◆ Prompt 1: In the newspaper column, what work did she do in the hospital in Kazakhstan?
◆ Prompt 2: Copy everything in the newspaper column from "When she lapses" down to "was little food.", swapping "sons" for "children".

◆ Exercise passage:
....

A long time ago, in a galaxy far, far away, the editor of a local newspaper allowed me to write a fortnightly column with one caveat: I also had to write and submit news stories. The assignments ran the gamut, from covering monthly township meetings to writing about new business openings. This column is one of my favorites.
The Man Waits
They met before the war, in what is now Samara in Russia. She was 22, he was 20. To avoid capture by the Russians, who were searching for young men to work in their labor camps, he headed east—and was apprehended.
When she lapses into a coma that Tuesday morning, he is disconsolate. He finds her small, frail body in the chair, not moving. Later, he calls his sons. Will they come right away? One from California, one from Michigan. Of course, they will come.
He was very strong as a young man. The Russians exploited his strength to build roads for their war with the Nazis. The work was hard. There was little food.
She was a nutritionist and nurse in a hospital in Kazakhstan. She rescued Polish and Russian children from the clutches of the German invaders.
HE TELLS of the time he stowed away on a railroad car with two others. When he fell asleep, he awoke to find one dead. The other had killed for some potatoes the now-lifeless man had stashed underneath him.
There are other stories to recite to his sons while they wait in her hospital room. The sons have heard these stories before, but they listen again.

....

◆ Data records:
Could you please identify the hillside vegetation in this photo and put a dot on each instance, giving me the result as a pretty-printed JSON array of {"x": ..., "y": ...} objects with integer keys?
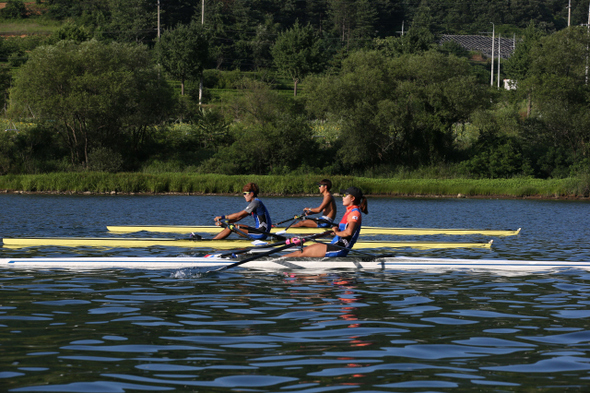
[{"x": 271, "y": 87}]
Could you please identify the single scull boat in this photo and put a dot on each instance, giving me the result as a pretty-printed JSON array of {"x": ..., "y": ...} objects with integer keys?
[
  {"x": 366, "y": 230},
  {"x": 111, "y": 242},
  {"x": 293, "y": 264}
]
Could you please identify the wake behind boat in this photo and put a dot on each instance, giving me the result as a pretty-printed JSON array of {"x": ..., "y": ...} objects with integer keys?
[
  {"x": 293, "y": 264},
  {"x": 366, "y": 230},
  {"x": 225, "y": 244}
]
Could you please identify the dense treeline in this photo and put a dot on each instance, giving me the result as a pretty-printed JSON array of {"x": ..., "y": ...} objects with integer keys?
[{"x": 293, "y": 86}]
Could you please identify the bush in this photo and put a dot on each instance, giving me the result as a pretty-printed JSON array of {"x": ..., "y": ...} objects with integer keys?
[{"x": 103, "y": 159}]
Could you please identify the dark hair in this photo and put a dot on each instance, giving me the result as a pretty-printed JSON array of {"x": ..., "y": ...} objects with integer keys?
[
  {"x": 359, "y": 198},
  {"x": 326, "y": 182},
  {"x": 251, "y": 187}
]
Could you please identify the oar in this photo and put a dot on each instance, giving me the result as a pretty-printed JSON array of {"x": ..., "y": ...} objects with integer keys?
[
  {"x": 294, "y": 221},
  {"x": 374, "y": 256},
  {"x": 287, "y": 243},
  {"x": 318, "y": 220},
  {"x": 236, "y": 229},
  {"x": 289, "y": 219},
  {"x": 248, "y": 249}
]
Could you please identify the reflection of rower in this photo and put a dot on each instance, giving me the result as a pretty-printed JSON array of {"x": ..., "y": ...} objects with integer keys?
[
  {"x": 327, "y": 208},
  {"x": 346, "y": 233}
]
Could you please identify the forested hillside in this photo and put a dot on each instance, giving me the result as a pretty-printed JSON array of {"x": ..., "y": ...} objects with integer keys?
[{"x": 349, "y": 87}]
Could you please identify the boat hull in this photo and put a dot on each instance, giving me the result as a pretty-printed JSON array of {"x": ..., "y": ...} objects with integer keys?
[
  {"x": 293, "y": 264},
  {"x": 366, "y": 230},
  {"x": 21, "y": 242}
]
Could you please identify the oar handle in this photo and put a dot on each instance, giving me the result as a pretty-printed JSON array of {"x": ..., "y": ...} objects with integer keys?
[{"x": 286, "y": 244}]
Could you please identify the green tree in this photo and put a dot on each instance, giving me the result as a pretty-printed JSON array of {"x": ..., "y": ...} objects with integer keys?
[
  {"x": 559, "y": 81},
  {"x": 297, "y": 52},
  {"x": 14, "y": 9},
  {"x": 132, "y": 20},
  {"x": 398, "y": 111},
  {"x": 95, "y": 95},
  {"x": 269, "y": 136},
  {"x": 183, "y": 52}
]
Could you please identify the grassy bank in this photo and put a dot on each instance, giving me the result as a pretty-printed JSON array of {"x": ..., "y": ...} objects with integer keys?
[{"x": 98, "y": 182}]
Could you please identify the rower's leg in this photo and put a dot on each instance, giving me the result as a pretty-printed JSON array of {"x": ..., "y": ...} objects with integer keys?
[
  {"x": 315, "y": 250},
  {"x": 223, "y": 234}
]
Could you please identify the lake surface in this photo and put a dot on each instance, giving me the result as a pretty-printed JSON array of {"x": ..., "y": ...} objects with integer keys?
[{"x": 123, "y": 330}]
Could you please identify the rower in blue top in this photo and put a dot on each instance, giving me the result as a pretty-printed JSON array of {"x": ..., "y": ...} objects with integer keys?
[{"x": 256, "y": 209}]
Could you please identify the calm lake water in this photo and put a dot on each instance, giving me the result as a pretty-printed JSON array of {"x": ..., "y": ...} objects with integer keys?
[{"x": 383, "y": 331}]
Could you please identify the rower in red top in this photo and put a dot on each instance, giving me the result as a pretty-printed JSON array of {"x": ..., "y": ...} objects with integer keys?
[
  {"x": 327, "y": 208},
  {"x": 346, "y": 233}
]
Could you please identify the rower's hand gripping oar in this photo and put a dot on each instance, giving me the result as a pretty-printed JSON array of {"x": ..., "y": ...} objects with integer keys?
[
  {"x": 289, "y": 219},
  {"x": 374, "y": 256},
  {"x": 235, "y": 228},
  {"x": 297, "y": 219},
  {"x": 295, "y": 241}
]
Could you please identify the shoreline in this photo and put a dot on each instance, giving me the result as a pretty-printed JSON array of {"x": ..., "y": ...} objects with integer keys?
[{"x": 382, "y": 195}]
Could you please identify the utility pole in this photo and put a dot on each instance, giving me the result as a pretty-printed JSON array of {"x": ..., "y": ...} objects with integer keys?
[
  {"x": 588, "y": 28},
  {"x": 201, "y": 81},
  {"x": 493, "y": 38},
  {"x": 158, "y": 20},
  {"x": 499, "y": 57}
]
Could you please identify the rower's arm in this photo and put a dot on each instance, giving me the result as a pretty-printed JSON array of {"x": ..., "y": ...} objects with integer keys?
[
  {"x": 233, "y": 217},
  {"x": 350, "y": 228},
  {"x": 325, "y": 203}
]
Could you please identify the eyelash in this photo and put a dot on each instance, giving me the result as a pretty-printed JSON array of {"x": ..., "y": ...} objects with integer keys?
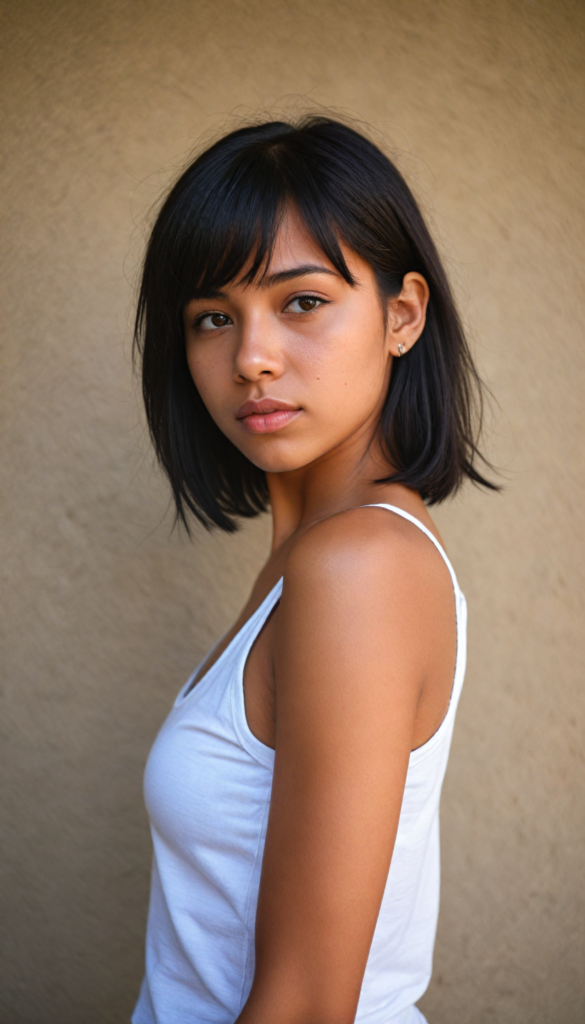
[{"x": 296, "y": 298}]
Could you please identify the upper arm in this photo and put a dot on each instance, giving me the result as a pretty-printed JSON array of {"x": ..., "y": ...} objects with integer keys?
[{"x": 350, "y": 647}]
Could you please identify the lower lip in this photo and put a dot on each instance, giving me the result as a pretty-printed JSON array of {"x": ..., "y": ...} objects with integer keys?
[{"x": 267, "y": 423}]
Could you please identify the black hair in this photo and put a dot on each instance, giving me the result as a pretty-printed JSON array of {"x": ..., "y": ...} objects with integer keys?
[{"x": 222, "y": 213}]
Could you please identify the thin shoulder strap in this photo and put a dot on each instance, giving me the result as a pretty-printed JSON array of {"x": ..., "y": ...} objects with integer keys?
[{"x": 417, "y": 522}]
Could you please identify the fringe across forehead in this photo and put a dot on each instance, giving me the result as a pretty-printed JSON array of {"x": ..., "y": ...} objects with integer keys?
[
  {"x": 228, "y": 231},
  {"x": 219, "y": 224}
]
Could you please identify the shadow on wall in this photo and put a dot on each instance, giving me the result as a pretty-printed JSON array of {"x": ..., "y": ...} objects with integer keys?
[{"x": 106, "y": 613}]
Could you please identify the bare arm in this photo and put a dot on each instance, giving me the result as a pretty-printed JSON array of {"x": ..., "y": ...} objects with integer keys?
[{"x": 354, "y": 636}]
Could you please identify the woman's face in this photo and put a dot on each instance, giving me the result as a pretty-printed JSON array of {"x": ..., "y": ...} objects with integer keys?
[{"x": 296, "y": 366}]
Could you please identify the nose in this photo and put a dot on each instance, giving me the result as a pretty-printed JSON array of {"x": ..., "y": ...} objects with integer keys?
[{"x": 258, "y": 354}]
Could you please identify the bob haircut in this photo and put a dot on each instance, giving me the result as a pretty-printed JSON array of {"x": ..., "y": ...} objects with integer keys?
[{"x": 223, "y": 214}]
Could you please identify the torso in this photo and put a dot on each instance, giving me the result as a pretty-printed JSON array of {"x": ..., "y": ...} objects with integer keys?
[{"x": 259, "y": 684}]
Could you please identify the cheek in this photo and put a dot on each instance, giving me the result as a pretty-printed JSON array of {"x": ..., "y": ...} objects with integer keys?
[
  {"x": 209, "y": 374},
  {"x": 348, "y": 365}
]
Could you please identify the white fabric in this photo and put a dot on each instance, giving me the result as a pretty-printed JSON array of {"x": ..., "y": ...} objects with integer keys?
[{"x": 207, "y": 788}]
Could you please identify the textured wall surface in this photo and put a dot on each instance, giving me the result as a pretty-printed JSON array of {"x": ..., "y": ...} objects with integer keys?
[{"x": 106, "y": 612}]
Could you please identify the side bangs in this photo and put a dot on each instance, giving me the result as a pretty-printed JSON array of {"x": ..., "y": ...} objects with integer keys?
[
  {"x": 233, "y": 227},
  {"x": 218, "y": 224}
]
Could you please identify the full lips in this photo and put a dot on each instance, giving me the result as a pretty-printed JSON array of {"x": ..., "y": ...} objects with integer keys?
[{"x": 266, "y": 423}]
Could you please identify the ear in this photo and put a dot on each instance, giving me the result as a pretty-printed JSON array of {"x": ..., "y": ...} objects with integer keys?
[{"x": 407, "y": 314}]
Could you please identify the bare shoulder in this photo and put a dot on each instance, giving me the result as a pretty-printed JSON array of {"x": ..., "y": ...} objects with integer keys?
[{"x": 369, "y": 546}]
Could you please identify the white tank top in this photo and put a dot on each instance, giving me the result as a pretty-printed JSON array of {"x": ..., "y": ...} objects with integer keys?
[{"x": 207, "y": 790}]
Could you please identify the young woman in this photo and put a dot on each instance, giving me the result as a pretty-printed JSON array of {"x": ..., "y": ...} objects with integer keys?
[{"x": 301, "y": 352}]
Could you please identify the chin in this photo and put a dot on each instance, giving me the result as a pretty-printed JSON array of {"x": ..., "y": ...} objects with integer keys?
[{"x": 279, "y": 461}]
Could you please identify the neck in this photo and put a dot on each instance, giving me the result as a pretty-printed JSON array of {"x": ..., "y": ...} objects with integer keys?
[{"x": 339, "y": 479}]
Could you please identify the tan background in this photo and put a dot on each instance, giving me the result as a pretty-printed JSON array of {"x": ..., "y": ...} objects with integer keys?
[{"x": 106, "y": 613}]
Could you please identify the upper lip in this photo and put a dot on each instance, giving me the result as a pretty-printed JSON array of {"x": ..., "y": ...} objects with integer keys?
[{"x": 263, "y": 407}]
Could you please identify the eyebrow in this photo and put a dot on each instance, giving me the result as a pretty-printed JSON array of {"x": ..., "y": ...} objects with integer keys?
[
  {"x": 273, "y": 279},
  {"x": 296, "y": 271}
]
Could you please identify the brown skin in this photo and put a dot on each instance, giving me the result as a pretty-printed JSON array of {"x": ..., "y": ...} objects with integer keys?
[{"x": 353, "y": 670}]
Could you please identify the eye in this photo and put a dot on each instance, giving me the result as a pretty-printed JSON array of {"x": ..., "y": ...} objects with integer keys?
[
  {"x": 304, "y": 304},
  {"x": 212, "y": 322}
]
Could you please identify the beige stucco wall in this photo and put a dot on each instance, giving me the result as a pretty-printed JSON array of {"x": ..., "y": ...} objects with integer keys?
[{"x": 105, "y": 612}]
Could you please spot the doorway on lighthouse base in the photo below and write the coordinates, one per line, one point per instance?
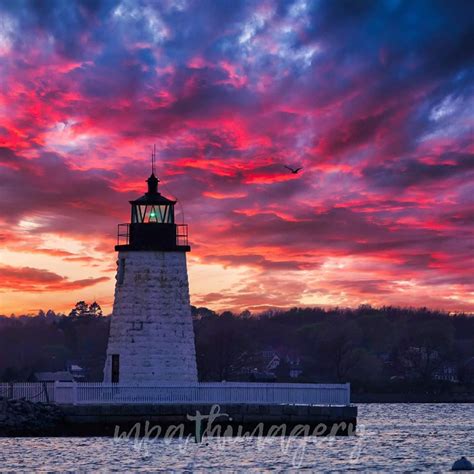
(115, 368)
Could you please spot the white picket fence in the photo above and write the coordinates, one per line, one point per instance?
(35, 392)
(206, 393)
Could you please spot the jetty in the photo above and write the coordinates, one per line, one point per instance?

....

◆ Answer 1: She was a nutritionist and nurse.

◆ Answer 2:
When she lapses into a coma that Tuesday morning, he is disconsolate. He finds her small, frail body in the chair, not moving. Later, he calls his children. Will they come right away? One from California, one from Michigan. Of course, they will come.
He was very strong as a young man. The Russians exploited his strength to build roads for their war with the Nazis. The work was hard. There was little food.